↓↓↓

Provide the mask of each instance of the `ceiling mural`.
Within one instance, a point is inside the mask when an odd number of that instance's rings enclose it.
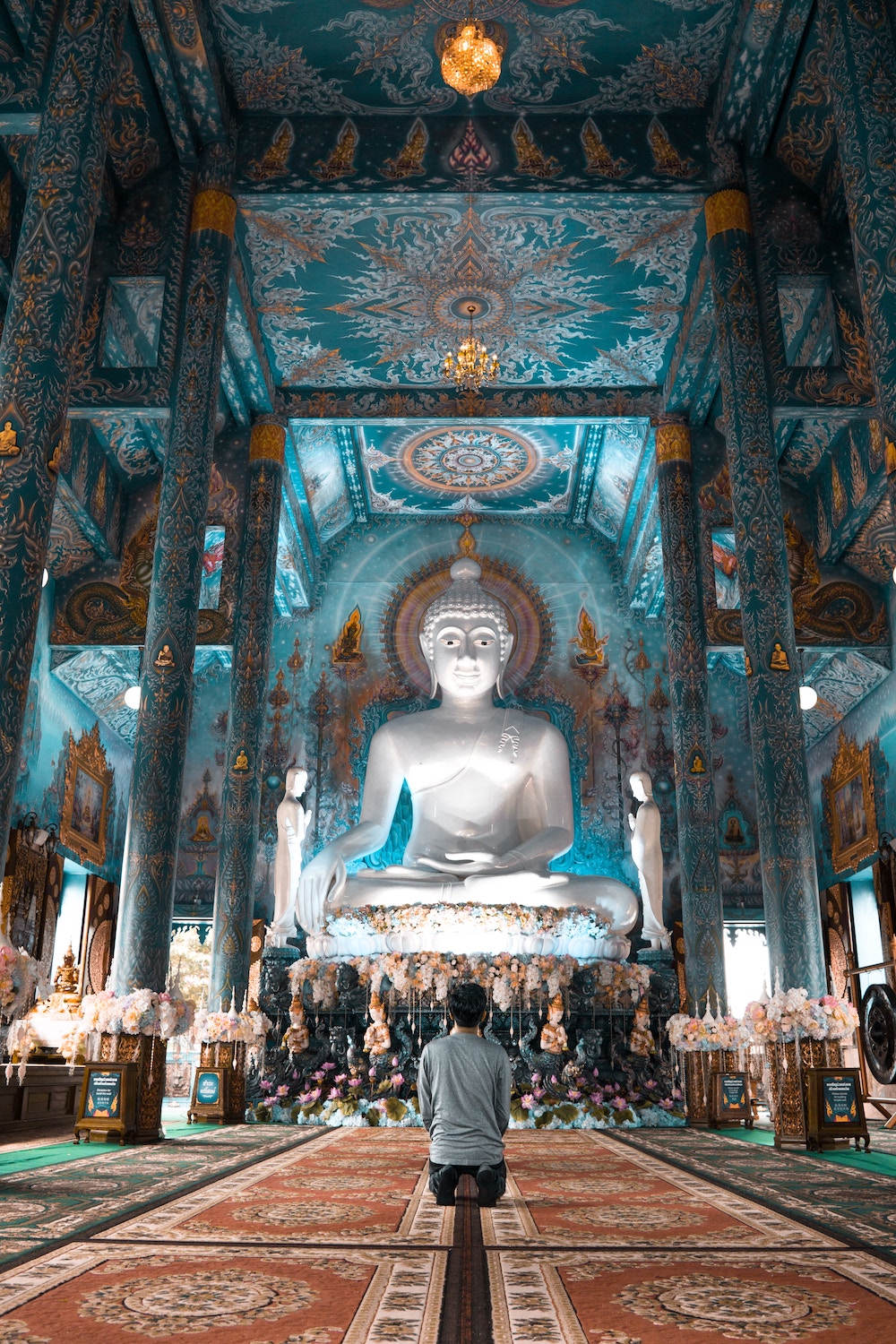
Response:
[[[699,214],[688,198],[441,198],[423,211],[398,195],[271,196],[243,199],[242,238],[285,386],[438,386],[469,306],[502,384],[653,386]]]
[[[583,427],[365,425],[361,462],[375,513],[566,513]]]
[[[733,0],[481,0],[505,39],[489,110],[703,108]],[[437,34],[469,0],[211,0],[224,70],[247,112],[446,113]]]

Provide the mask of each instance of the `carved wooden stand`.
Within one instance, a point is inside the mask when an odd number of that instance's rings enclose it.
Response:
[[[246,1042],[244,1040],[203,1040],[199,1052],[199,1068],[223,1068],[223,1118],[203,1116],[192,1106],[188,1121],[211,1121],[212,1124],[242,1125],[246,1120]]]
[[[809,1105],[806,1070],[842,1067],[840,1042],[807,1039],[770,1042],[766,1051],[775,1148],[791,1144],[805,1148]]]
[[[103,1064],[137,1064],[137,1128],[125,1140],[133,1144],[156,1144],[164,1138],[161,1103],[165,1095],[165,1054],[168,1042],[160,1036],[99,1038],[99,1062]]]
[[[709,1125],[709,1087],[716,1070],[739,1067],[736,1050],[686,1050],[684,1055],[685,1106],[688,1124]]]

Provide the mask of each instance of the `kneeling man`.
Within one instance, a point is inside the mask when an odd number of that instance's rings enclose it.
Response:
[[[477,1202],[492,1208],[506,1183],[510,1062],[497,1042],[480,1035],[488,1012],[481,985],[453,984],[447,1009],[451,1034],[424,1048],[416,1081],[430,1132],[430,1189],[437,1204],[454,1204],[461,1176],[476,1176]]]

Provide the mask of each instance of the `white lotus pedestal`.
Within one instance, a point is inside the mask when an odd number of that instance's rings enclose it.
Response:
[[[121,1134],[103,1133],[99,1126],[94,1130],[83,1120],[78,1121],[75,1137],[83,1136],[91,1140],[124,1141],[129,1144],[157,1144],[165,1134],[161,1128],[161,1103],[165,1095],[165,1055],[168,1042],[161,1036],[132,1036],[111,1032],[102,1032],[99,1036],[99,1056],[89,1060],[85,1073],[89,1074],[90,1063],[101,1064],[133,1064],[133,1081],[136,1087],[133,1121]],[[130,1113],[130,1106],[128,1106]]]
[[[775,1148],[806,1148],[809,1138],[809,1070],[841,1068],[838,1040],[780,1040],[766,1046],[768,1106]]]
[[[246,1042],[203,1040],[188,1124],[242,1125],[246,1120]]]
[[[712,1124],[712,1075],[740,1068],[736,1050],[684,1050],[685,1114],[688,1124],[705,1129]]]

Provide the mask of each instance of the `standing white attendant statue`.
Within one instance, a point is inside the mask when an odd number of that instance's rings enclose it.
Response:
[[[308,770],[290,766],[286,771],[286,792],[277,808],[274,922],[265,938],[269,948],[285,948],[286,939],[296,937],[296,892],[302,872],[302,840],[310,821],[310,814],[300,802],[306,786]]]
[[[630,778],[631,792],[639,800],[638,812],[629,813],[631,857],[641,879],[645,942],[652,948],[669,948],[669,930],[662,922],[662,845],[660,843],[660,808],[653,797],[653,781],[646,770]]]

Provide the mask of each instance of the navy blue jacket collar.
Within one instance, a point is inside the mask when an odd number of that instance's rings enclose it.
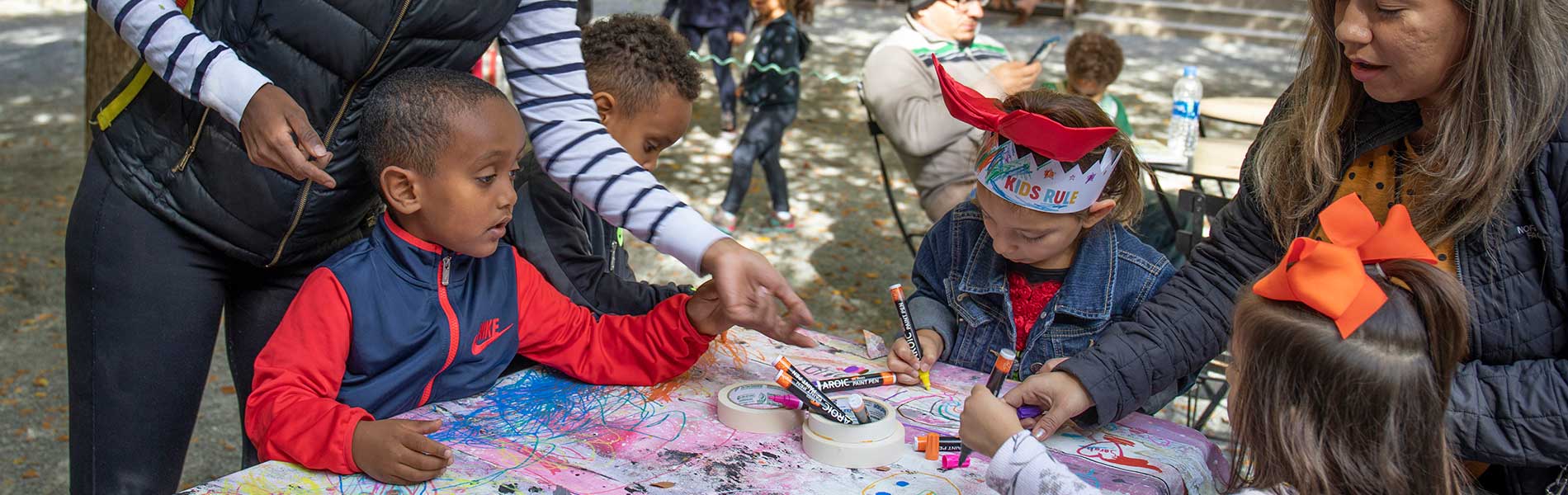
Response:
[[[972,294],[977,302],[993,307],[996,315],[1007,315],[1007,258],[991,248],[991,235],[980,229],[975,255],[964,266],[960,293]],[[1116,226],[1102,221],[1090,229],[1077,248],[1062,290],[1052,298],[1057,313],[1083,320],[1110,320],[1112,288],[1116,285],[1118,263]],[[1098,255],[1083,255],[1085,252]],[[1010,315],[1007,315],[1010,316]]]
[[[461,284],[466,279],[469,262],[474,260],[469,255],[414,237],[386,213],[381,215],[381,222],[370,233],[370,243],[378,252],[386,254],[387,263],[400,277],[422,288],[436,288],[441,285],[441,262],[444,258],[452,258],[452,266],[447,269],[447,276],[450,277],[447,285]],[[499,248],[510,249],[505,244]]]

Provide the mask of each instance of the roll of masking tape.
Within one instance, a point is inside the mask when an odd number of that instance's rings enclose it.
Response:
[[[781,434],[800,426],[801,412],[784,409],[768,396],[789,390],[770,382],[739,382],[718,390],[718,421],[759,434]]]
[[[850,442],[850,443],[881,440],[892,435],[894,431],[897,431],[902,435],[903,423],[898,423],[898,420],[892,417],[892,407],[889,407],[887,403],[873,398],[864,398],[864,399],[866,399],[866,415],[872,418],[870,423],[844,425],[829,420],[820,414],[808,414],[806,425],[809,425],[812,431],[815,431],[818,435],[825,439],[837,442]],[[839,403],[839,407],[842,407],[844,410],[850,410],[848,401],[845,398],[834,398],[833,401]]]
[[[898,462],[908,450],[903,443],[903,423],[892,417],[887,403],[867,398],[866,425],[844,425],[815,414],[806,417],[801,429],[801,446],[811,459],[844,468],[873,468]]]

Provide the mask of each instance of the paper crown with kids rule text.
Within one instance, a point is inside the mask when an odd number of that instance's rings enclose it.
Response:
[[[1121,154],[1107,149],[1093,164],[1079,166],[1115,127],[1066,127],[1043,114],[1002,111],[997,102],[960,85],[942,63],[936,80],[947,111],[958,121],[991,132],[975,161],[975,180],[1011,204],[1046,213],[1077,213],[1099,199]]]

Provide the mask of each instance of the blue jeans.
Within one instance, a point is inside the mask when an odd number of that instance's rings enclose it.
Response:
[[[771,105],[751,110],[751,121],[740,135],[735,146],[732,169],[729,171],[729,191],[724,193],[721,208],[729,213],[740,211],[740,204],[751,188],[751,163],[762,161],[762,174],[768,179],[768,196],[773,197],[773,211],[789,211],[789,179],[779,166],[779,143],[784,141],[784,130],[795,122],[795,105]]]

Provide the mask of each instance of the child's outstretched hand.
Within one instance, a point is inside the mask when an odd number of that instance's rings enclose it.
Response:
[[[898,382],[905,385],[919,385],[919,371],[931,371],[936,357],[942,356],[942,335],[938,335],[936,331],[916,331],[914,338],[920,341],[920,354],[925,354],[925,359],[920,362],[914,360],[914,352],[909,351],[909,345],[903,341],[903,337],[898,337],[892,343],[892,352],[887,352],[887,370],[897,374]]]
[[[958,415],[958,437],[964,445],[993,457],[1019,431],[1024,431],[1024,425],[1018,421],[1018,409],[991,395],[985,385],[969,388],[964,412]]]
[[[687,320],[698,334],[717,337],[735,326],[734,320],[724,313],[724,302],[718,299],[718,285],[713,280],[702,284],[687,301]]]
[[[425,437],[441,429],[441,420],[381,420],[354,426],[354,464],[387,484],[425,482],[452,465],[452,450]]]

↑↑↑

Reproduce every line above verbatim, leaving out the pictures.

__Response__:
Provide the mask of each instance of the `ceiling mural`.
Within one instance, a point is inside the mask when an odd number of that instance's rings enclose it.
Response:
[[[699,214],[688,198],[441,198],[423,211],[398,195],[271,196],[243,199],[242,238],[285,386],[438,386],[469,306],[502,384],[653,386]]]
[[[583,427],[365,425],[361,462],[375,513],[566,513]]]
[[[733,0],[481,0],[505,39],[489,110],[703,108]],[[437,34],[469,0],[211,0],[224,70],[247,112],[446,113]]]

Provide the mask of each instance of the `carved wooden stand`.
Within one instance, a point is inside the mask when an odd number of that instance's rings enclose it.
Response:
[[[246,1042],[244,1040],[203,1040],[199,1052],[199,1068],[223,1068],[223,1118],[203,1116],[192,1106],[188,1121],[211,1121],[212,1124],[242,1125],[246,1120]]]
[[[809,1105],[806,1070],[842,1067],[840,1042],[807,1039],[770,1042],[766,1051],[775,1148],[791,1144],[805,1148]]]
[[[103,1064],[137,1064],[137,1128],[125,1140],[133,1144],[156,1144],[164,1138],[161,1103],[165,1095],[165,1054],[168,1042],[160,1036],[99,1038],[99,1062]]]
[[[709,1125],[709,1087],[716,1070],[739,1067],[736,1050],[686,1050],[684,1055],[685,1106],[688,1124]]]

Provide the mask of each instance of the `kneeling man`.
Within one instance, a point is inside the mask when an odd number of that instance's rings enclose it.
Response:
[[[477,1202],[492,1208],[506,1183],[510,1062],[497,1042],[480,1035],[488,1012],[481,985],[453,984],[447,1009],[451,1034],[424,1048],[416,1081],[430,1132],[430,1189],[437,1204],[454,1204],[461,1176],[476,1176]]]

Provide the mask of each instance of the `white lotus pedestal`.
Within one instance, a point is inside the mask when an odd number of that instance's rings enclose it.
Response:
[[[121,1134],[103,1133],[99,1126],[94,1130],[83,1120],[78,1121],[75,1137],[83,1136],[91,1140],[124,1141],[129,1144],[157,1144],[165,1134],[161,1128],[161,1103],[165,1095],[165,1055],[168,1042],[161,1036],[132,1036],[111,1032],[102,1032],[99,1036],[99,1056],[89,1060],[85,1073],[89,1074],[90,1063],[101,1064],[133,1064],[133,1081],[136,1087],[133,1121]],[[130,1113],[130,1106],[128,1106]]]
[[[775,1148],[806,1148],[809,1138],[809,1070],[841,1068],[838,1040],[780,1040],[766,1046],[768,1106]]]
[[[246,1042],[203,1040],[188,1124],[242,1125],[246,1120]]]
[[[712,1124],[712,1075],[740,1068],[736,1050],[684,1050],[685,1114],[688,1124],[705,1129]]]

Provide the mask of each instance of the `standing white attendant statue`.
Within one instance, a point is inside the mask when an odd number of that instance's rings enclose it.
Response:
[[[308,770],[290,766],[286,771],[286,792],[277,808],[274,922],[265,938],[269,948],[285,948],[286,939],[296,937],[296,892],[302,872],[302,840],[310,821],[310,814],[300,802],[306,786]]]
[[[630,778],[631,792],[639,800],[638,812],[629,813],[631,857],[641,879],[645,942],[652,948],[669,948],[669,930],[662,922],[662,845],[660,843],[660,808],[653,797],[653,781],[646,770]]]

Provide the mask of each instance of the navy blue jacket collar.
Within one instance, a point is inside the mask when an odd number of that instance's rings enclose it.
Response:
[[[972,294],[977,302],[993,307],[996,315],[1007,315],[1007,258],[991,248],[991,235],[980,229],[975,255],[964,266],[960,293]],[[1116,226],[1102,221],[1090,229],[1077,248],[1062,290],[1052,298],[1057,313],[1083,320],[1110,320],[1112,288],[1116,285],[1118,263]],[[1098,255],[1083,255],[1085,252]],[[1010,315],[1007,315],[1010,316]]]
[[[461,284],[466,279],[469,262],[474,260],[469,255],[414,237],[386,213],[381,215],[381,222],[370,233],[370,243],[378,252],[386,254],[387,263],[400,277],[422,288],[436,288],[441,285],[441,262],[444,258],[452,258],[452,266],[447,269],[447,276],[450,277],[447,285]],[[499,248],[510,249],[505,244]]]

Provide the mask of each instance of the roll of masking tape.
Within one instance, a point is inside the mask when an odd number of that instance's rings enclose it.
Response:
[[[781,434],[800,426],[801,412],[784,409],[768,396],[789,390],[770,382],[739,382],[718,390],[718,421],[759,434]]]
[[[850,442],[850,443],[881,440],[892,435],[894,431],[897,431],[902,435],[903,423],[898,423],[898,420],[892,417],[892,407],[889,407],[887,403],[873,398],[864,398],[864,399],[866,399],[866,415],[872,418],[870,423],[844,425],[829,420],[820,414],[808,414],[806,425],[809,425],[812,431],[815,431],[818,435],[825,439],[837,442]],[[839,403],[839,407],[842,407],[844,410],[850,410],[848,401],[845,398],[834,398],[833,401]]]
[[[898,462],[908,450],[903,443],[903,423],[892,417],[887,403],[867,398],[866,425],[844,425],[815,414],[806,417],[801,429],[801,446],[811,459],[844,468],[873,468]]]

Provide the mask of each instance of the paper crown with kids rule text.
Within one instance, a point is inside the mask when an odd number of that instance's rings enclose it.
Response:
[[[1121,154],[1107,149],[1093,164],[1079,166],[1115,127],[1066,127],[1043,114],[1002,111],[997,102],[960,85],[942,63],[936,80],[947,111],[958,121],[991,132],[975,161],[975,180],[1011,204],[1046,213],[1077,213],[1099,199]]]

Provide the mask of each instance of the blue jeans.
Within one instance, a point is inside the mask when an odd number of that instance's rings enclose it.
Response:
[[[771,105],[751,110],[751,121],[740,135],[735,146],[732,169],[729,171],[729,191],[724,193],[721,208],[729,213],[740,211],[740,204],[751,188],[751,163],[762,161],[762,174],[768,179],[768,196],[773,197],[773,211],[789,211],[789,179],[779,166],[779,143],[784,141],[784,130],[795,122],[795,105]]]

Provide the mask of each instance of the child's outstretched hand.
Within one instance, a point is inside the mask when an odd number of that instance's rings enclose it.
Response:
[[[898,382],[905,385],[919,385],[919,371],[931,371],[936,357],[942,356],[942,335],[938,335],[936,331],[916,331],[914,338],[920,341],[920,354],[925,354],[925,359],[920,362],[914,360],[914,352],[909,351],[909,345],[903,341],[903,337],[898,337],[892,343],[892,352],[887,352],[887,370],[897,374]]]
[[[958,415],[958,437],[964,445],[993,457],[1019,431],[1024,431],[1024,425],[1018,421],[1018,409],[991,395],[985,385],[969,388],[964,412]]]
[[[687,320],[698,334],[717,337],[735,326],[734,320],[724,313],[724,302],[718,299],[718,285],[713,280],[702,284],[687,301]]]
[[[425,437],[441,429],[441,420],[381,420],[354,426],[354,464],[387,484],[425,482],[452,465],[452,450]]]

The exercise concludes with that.